::: Données présentées
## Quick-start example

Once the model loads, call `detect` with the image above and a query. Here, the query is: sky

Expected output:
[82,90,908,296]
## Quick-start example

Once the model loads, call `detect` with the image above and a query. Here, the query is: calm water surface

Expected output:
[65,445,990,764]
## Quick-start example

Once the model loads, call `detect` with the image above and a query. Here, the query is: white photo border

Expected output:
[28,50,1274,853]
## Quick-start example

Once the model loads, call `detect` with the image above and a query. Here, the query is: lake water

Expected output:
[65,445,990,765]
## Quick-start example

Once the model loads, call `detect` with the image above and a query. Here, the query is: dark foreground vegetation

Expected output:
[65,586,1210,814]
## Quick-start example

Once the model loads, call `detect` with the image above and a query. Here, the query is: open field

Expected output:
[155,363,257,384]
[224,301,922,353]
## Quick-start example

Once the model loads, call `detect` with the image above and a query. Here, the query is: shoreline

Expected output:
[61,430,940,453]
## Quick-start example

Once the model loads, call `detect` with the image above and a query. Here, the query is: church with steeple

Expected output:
::::::
[Votre objectif] Renvoyez toutes les lignes ci-dessus sans y apporter la moindre modification.

[Réponse attendue]
## Quick-start example

Once the model loads, call `detect` with the image above and a query. Here, the query is: sky

Expected output:
[82,90,908,296]
## Quick-start example

Once the model loads, call `detect` with the image above and a query. Here, the query is: calm water surface

Expected output:
[65,445,990,764]
## Quick-start example

Once the model loads, call `detect` with the image above and a query. Here, the query is: white photo border

Expected output:
[28,50,1274,853]
## Quick-start example

Once the model loads, call `detect` with the image above and a query. Here, the query is: lake water

Expected output:
[65,445,990,765]
## Quick-start example

Once the model loads, call `detect` with the image above and a query. Here, the query is: dark foreground vegetation

Expected output:
[65,586,1210,814]
## Quick-start example

Once the model loads, call `detect` with the image above and a query. Here, the query is: open field

Expected output:
[155,363,257,384]
[224,301,922,353]
## Quick-start example

Once the model loads, call `detect` with the image above and a query. Here, the query is: shoreline

Expected output:
[61,430,940,453]
## Quick-start example

Once the model loads, call `detect` with the image above and a query. Here, the query is: church with steeple

Expected output:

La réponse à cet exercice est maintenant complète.